● **Testo estratto**:
■ ■ ■ ■ ■ ■ ■

La morte di sua figlia, nella narrativa di Gabriela Larralde, che ha adattato il libro di Claudia Piñeiro, è allora una riflessione sulla impreparazione umana agli eventi, e di quanto l'uomo sia impossibilitato a controllare il proprio corpo davanti ad una malattia degenerativa, e straziante sia per chi la subisce sia per chi la combatte di riflesso. Il resto è poi stratificato dietro la stessa indagine di Elena: lo spunto sulla maternità, correlata alle imposizioni religiose, il rapporto con il passato e un tempo che sfugge, correndo veloce. Il ritmo del film forse non è sempre ben strutturato e dosato, piuttosto pare dettato dall'umoralità di un racconto imposto dal dolore di una donna che fatica a girare il collo, guardando però in avanti verso un passato che non può più tornare.
Conclusioni
Un dramma umano, l'incubo di un corpo che non risponde, e il degenerare di una malattia incontrollabile: come scritto nella recensione di Elena lo sa, il film spagnolo segue l'ombra di una madre imperfetta convita che sua figlia suicida sia stata, invece, uccisa. Avanti e indietro nel tempo, tra sbagli ed indizi, per una scrittura ben strutturata con una regia presente e mai invasiva. Strepitosa Mercedes Morán.
Perché ci piace
- La bravura di Mercedes Morán.
- La scrittura, ben strutturata.
- Una regia presente ma non invasiva.
- Il pretesto dell'indagine...
Cosa non va
- ... che potrebbe far storcere il naso a chi cerca erroneamente un thriller.

■ ■ ■ ■ ■ ■ ■

● **Dati forniti**:
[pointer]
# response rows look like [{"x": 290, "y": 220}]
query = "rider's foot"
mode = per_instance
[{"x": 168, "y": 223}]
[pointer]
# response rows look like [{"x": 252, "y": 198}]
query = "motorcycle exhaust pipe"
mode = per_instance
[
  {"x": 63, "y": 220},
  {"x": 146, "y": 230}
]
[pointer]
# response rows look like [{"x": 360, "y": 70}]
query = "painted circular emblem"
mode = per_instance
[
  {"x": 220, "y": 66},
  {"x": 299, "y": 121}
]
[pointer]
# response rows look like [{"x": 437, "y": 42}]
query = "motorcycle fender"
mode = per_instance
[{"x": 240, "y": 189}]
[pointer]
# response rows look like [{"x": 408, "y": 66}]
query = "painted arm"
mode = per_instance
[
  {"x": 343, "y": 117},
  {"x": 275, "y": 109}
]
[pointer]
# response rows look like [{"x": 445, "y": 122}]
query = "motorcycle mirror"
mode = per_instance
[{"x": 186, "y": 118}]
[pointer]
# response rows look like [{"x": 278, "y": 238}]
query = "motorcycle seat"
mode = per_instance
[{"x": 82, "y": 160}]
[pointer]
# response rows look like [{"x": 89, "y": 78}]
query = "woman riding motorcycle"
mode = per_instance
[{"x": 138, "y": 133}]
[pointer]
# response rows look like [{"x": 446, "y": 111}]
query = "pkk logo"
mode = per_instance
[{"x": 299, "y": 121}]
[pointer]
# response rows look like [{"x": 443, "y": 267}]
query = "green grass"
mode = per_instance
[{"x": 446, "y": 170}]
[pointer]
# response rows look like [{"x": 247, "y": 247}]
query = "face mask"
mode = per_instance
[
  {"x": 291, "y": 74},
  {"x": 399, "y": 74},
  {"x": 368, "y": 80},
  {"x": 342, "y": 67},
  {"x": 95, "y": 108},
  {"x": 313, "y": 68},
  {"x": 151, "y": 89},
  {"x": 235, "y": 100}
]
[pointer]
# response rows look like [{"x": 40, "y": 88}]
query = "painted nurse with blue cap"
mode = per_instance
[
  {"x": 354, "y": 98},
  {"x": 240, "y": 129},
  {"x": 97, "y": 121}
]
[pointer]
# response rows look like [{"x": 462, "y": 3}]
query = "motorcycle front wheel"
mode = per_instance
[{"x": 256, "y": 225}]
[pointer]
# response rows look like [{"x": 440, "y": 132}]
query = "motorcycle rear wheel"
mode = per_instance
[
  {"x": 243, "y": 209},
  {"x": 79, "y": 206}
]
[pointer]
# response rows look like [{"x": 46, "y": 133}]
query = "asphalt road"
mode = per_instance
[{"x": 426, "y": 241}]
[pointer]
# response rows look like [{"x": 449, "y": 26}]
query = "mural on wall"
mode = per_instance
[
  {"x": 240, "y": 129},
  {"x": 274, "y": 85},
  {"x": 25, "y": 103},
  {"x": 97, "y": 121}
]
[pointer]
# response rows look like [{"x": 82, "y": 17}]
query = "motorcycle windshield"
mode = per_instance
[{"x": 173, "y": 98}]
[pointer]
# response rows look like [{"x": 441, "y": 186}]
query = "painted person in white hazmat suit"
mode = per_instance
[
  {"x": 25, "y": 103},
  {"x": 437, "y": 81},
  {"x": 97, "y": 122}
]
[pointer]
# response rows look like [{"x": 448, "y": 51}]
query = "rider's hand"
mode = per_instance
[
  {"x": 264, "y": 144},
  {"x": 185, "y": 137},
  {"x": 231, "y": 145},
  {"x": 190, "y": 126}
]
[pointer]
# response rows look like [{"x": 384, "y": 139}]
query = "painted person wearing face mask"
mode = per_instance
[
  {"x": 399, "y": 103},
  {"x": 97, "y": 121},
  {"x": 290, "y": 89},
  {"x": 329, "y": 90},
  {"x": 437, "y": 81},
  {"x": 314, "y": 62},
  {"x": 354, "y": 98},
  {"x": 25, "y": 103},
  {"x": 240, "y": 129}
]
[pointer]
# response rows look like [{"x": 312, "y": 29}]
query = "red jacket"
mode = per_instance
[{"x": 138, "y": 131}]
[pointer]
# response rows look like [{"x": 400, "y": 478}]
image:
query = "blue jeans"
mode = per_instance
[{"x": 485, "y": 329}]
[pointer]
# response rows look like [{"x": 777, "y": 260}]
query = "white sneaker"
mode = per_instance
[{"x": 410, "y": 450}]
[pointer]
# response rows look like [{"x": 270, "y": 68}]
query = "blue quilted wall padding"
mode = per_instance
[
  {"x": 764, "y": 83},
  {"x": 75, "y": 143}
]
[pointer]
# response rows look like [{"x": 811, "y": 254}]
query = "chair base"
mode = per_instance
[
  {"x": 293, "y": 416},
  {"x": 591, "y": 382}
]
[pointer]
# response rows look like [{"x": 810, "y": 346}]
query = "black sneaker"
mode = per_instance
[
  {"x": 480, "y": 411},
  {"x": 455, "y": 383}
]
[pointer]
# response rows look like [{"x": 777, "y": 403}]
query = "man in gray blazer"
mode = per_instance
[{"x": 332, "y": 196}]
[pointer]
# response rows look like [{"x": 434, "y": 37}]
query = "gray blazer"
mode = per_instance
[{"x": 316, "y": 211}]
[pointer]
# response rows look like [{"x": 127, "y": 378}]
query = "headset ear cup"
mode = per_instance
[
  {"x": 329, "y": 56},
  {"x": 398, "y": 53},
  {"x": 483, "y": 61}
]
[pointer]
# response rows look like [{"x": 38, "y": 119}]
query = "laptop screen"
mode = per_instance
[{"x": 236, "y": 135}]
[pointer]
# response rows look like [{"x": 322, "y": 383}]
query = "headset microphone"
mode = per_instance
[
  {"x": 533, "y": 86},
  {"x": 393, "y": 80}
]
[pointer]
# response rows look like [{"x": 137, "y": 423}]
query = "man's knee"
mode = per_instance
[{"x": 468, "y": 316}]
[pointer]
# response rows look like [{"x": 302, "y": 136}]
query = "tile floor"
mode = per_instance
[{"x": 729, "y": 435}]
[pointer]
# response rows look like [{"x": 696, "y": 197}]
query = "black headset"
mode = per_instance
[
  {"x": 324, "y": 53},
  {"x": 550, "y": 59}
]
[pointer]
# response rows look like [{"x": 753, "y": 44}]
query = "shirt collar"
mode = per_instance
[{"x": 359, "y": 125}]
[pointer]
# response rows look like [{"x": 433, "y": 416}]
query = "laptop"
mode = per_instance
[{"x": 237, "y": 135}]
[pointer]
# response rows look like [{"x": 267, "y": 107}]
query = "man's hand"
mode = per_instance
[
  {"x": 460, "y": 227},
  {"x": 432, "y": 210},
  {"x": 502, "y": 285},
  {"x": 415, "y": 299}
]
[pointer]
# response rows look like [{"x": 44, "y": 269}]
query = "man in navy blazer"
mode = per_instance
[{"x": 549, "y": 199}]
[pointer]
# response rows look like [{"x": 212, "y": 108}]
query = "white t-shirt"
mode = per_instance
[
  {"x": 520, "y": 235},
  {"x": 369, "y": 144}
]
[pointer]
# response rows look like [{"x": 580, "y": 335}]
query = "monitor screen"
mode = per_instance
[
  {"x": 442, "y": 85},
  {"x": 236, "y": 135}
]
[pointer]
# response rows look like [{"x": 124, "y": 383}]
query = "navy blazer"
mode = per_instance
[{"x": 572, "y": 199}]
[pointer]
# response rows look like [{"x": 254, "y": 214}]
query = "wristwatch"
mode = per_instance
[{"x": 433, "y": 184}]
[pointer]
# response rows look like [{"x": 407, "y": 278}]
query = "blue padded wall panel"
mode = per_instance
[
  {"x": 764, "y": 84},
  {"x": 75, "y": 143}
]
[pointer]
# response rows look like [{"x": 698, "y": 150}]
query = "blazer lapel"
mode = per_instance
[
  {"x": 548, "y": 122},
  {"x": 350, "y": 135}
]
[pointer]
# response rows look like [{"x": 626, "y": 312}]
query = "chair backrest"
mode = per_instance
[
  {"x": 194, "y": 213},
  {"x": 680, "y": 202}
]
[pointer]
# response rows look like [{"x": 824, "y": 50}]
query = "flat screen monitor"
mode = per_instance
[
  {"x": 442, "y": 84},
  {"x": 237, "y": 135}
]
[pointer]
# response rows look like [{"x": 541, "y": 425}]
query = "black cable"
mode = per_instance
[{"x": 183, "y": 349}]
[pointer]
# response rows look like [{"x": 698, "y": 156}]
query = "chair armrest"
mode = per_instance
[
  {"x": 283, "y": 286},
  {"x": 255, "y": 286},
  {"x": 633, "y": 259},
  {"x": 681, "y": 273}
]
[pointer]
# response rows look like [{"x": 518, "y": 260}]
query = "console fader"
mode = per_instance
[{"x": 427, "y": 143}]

■ ■ ■ ■ ■ ■ ■

● **Richiesta 1**:
Secondo il testo estratto, chi ha adattato il libro di Claudia Piñeiro?
● **Richiesta 2**:
Riporta fedelmente la parte del testo estratto che inizia dalle parole "Conclusioni" e si ferma dopo "ma non invasiva.".

● **Risultato 1**:
Gabriela Larralde.

● **Risultato 2**:
Conclusioni
Un dramma umano, l'incubo di un corpo che non risponde, e il degenerare di una malattia incontrollabile: come scritto nella recensione di Elena lo sa, il film spagnolo segue l'ombra di una madre imperfetta convita che sua figlia suicida sia stata, invece, uccisa. Avanti e indietro nel tempo, tra sbagli ed indizi, per una scrittura ben strutturata con una regia presente e mai invasiva. Strepitosa Mercedes Morán.
Perché ci piace
- La bravura di Mercedes Morán.
- La scrittura, ben strutturata.
- Una regia presente ma non invasiva.